◆ **AIM OF THE TASK**
Can you reproduce every row below word for word, leaving out the pictures?

◆ **TASK INPUTS**
══════════

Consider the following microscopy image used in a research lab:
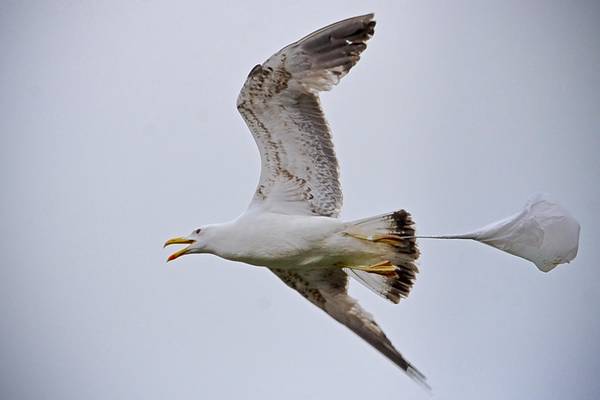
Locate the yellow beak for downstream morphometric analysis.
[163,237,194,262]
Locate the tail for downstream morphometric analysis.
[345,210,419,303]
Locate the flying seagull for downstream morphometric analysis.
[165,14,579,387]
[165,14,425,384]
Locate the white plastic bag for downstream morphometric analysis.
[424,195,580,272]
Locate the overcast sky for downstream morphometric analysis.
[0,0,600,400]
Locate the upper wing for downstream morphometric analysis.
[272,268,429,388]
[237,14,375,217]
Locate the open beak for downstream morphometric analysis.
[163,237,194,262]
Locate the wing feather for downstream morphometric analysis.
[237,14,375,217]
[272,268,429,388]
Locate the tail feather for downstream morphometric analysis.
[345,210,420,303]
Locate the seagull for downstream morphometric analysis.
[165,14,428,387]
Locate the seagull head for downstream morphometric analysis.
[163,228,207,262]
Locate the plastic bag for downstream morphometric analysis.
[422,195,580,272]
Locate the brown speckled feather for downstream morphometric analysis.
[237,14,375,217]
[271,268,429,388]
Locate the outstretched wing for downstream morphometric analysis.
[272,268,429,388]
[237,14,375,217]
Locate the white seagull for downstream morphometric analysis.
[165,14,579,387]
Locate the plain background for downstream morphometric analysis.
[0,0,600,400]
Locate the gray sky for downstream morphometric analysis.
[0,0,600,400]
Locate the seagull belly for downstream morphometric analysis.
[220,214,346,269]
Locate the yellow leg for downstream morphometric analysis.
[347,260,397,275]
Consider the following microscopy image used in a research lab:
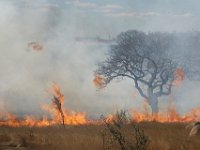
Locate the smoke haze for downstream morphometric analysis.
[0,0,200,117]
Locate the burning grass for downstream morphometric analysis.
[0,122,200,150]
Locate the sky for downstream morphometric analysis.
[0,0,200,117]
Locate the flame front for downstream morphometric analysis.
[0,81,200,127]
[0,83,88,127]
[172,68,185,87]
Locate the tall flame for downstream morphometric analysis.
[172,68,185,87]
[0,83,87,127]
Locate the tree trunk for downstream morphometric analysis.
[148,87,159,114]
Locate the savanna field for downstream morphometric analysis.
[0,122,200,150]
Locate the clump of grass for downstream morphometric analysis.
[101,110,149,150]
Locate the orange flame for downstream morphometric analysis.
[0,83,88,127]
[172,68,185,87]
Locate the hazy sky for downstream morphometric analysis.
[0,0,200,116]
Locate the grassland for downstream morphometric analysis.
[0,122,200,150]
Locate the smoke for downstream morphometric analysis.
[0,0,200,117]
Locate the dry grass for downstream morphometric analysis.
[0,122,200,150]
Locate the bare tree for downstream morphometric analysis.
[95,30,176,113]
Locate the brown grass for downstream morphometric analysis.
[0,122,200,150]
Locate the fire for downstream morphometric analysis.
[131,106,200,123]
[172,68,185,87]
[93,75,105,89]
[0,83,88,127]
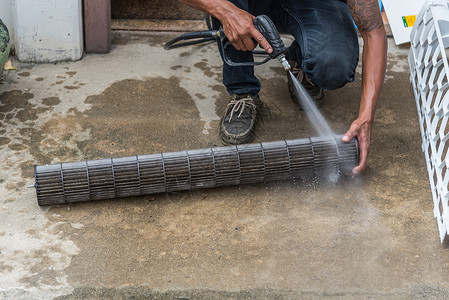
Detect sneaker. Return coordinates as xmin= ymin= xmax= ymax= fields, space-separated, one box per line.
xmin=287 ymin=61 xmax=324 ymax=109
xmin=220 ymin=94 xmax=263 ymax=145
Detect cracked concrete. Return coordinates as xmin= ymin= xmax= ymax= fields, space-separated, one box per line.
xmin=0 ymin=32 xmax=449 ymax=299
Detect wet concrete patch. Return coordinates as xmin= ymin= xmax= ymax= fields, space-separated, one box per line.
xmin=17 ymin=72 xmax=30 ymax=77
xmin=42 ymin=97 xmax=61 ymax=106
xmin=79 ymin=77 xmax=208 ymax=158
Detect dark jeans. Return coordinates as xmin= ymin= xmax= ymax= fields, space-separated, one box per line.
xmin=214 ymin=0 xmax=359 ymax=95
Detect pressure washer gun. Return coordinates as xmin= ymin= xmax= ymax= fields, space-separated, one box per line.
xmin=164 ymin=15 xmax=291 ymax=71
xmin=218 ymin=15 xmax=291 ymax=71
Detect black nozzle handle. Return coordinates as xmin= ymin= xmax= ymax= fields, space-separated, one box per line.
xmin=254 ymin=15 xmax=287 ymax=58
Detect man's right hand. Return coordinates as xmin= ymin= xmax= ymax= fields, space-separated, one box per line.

══════════

◆ **RESULT OF THE TASK**
Consider the following microscopy image used in a research lab:
Locate the yellow beak for downstream morphometric analysis.
[163,237,194,262]
Locate the tail for downstream morphometric analysis.
[345,210,419,303]
Locate the flying seagull for downstream morphometric analysis.
[165,14,579,387]
[165,14,425,384]
Locate the white plastic bag for downstream morphometric analysis.
[424,195,580,272]
Locate the overcast sky for downstream morphometric analysis.
[0,0,600,400]
Locate the upper wing for downstream morphometric analysis.
[272,268,429,388]
[237,14,375,217]
Locate the open beak for downstream morphometric analysis.
[163,237,194,262]
Locate the wing feather for downstream morphometric analysis.
[237,14,375,217]
[272,268,429,388]
Locate the tail feather for downstream morphometric analysis.
[345,210,420,303]
Locate the seagull for downstream morphometric analysis.
[165,14,428,387]
Locate the seagull head for downstream morphometric analysis.
[163,228,207,262]
Locate the plastic bag for downstream morphometric analysis.
[422,195,580,272]
Locate the brown speckled feather for downstream morphometric analysis.
[237,14,375,217]
[271,268,429,388]
Locate the outstretched wing for downstream morphometric analysis.
[272,268,429,388]
[237,14,375,217]
Locate the white seagull for downstream morphometric analysis.
[165,14,579,387]
Locate the plain background for downstream morphometric analysis.
[0,0,600,400]
Locate the gray sky for downstream morphometric analysis.
[0,0,600,400]
Locate the seagull belly for downstream morphometric analysis.
[220,214,346,269]
Locate the yellow leg for downstream morphometric analysis.
[347,260,397,275]
Consider the following microscopy image used in a research lab:
Locate the smoke haze for downstream morphometric analysis.
[0,0,200,117]
Locate the burning grass for downstream morphometric analysis.
[0,122,200,150]
Locate the sky for downstream morphometric analysis.
[0,0,200,117]
Locate the flame front for downstream morphometric analysis.
[0,81,200,127]
[0,83,88,127]
[172,68,185,87]
Locate the tall flame for downstream morphometric analysis.
[172,68,185,87]
[0,83,87,127]
Locate the tree trunk for downstream morphometric analysis.
[148,87,159,114]
Locate the savanna field for downstream morphometric analysis.
[0,122,200,150]
Locate the clump of grass for downstream morphometric analysis.
[101,110,149,150]
Locate the orange flame for downstream morphometric analysis.
[0,83,88,127]
[172,68,185,87]
Locate the hazy sky for downstream morphometric analysis.
[0,0,200,116]
Locate the grassland for downstream morphometric analysis.
[0,122,200,150]
Locate the smoke for downstream morphometric analysis.
[0,0,200,117]
Locate the dry grass for downstream morphometric analysis.
[0,122,200,150]
Locate the bare tree for downstream morphometric analysis.
[95,30,176,113]
Locate the brown grass for downstream morphometric analysis.
[0,122,200,150]
Locate the fire for downstream morphometric analysis.
[131,106,200,123]
[172,68,185,87]
[93,75,105,89]
[0,83,88,127]
Detect sneaker. Return coordinates as xmin= ymin= xmax= ymax= fields, space-separated, one box per line.
xmin=287 ymin=61 xmax=324 ymax=109
xmin=220 ymin=94 xmax=263 ymax=145
Detect cracked concrete. Return coordinates as xmin= ymin= xmax= ymax= fields, space-separated, one box per line.
xmin=0 ymin=32 xmax=449 ymax=299
Detect wet concrete patch. Return coordinates as xmin= ymin= xmax= ymax= fields, space-separated, one box per line.
xmin=17 ymin=72 xmax=30 ymax=77
xmin=42 ymin=97 xmax=61 ymax=106
xmin=79 ymin=77 xmax=208 ymax=158
Detect dark jeans. Return coordinates as xmin= ymin= xmax= ymax= fields, space-separated, one box per line.
xmin=214 ymin=0 xmax=359 ymax=95
Detect pressure washer gun. Return coordinates as xmin= ymin= xmax= ymax= fields, space-separated, one box per line.
xmin=164 ymin=15 xmax=291 ymax=71
xmin=218 ymin=15 xmax=291 ymax=71
Detect black nozzle handle. Return coordinates as xmin= ymin= xmax= ymax= fields, space-separated, one box per line.
xmin=254 ymin=15 xmax=287 ymax=58
Detect man's right hand. Return coordinates as xmin= ymin= xmax= ymax= fields, space-separated, one box per line.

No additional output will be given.